(Collection entries)
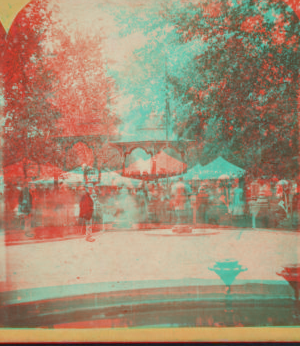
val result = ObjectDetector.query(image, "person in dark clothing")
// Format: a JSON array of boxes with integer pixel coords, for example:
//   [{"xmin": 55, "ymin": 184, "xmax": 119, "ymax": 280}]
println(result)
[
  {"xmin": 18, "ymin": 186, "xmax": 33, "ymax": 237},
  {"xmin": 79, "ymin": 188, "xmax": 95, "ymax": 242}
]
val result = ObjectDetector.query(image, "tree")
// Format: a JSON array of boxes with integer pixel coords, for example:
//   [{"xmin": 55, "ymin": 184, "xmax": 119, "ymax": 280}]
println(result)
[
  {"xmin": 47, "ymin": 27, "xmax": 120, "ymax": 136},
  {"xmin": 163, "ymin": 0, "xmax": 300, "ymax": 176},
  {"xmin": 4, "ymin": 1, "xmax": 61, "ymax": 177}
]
* * *
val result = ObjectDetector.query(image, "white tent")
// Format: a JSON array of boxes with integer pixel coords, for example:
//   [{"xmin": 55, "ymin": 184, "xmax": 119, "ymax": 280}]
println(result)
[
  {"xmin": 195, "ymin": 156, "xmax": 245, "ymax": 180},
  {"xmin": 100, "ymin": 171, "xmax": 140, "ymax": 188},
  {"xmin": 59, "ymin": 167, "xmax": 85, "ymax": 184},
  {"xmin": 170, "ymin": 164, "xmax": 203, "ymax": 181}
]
==
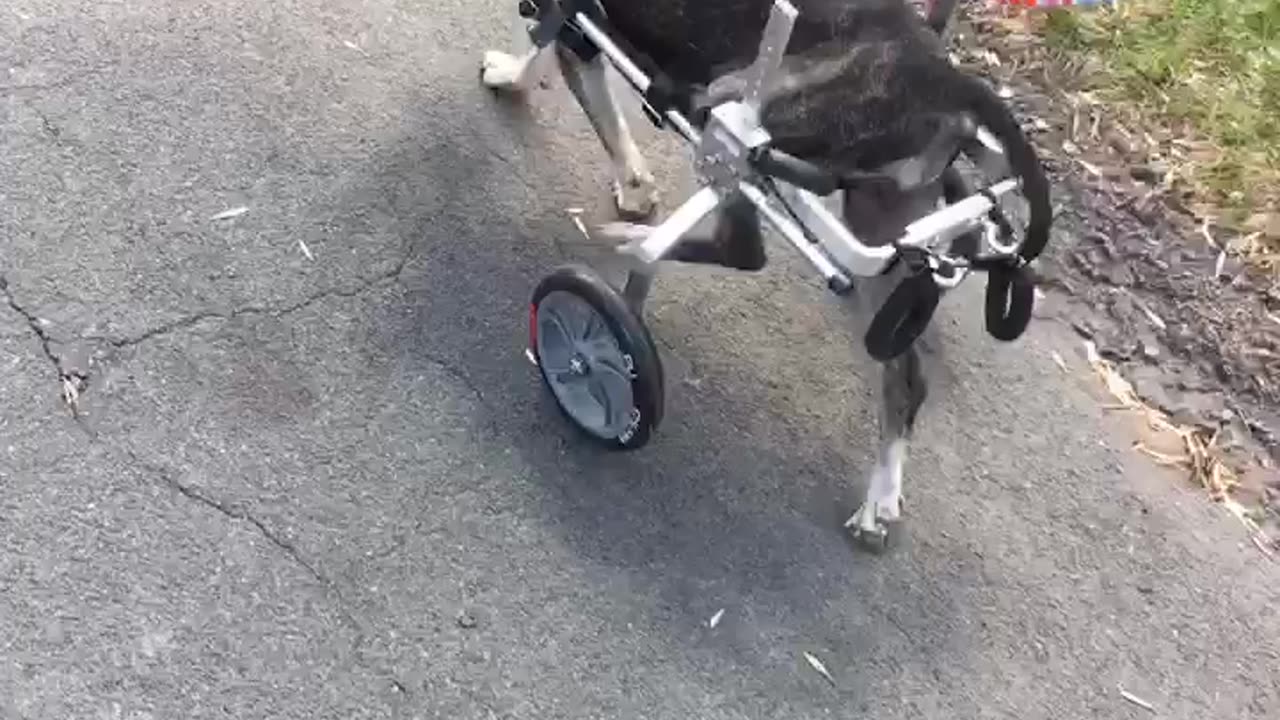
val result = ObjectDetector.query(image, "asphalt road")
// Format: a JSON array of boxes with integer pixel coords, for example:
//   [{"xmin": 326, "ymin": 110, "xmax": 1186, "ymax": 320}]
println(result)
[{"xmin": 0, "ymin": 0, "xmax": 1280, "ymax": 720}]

TASK DESCRIPTION | List each line in the items above that contains the string "query".

ANSWER TO THE TASK |
val result = ObjectDetector.query(image, "person in dark clothing")
val result = ObjectDetector.query(image, "tree")
val result = ObjectDetector.query(image, "white tent")
val result = ObjectDetector.query(image, "asphalt road")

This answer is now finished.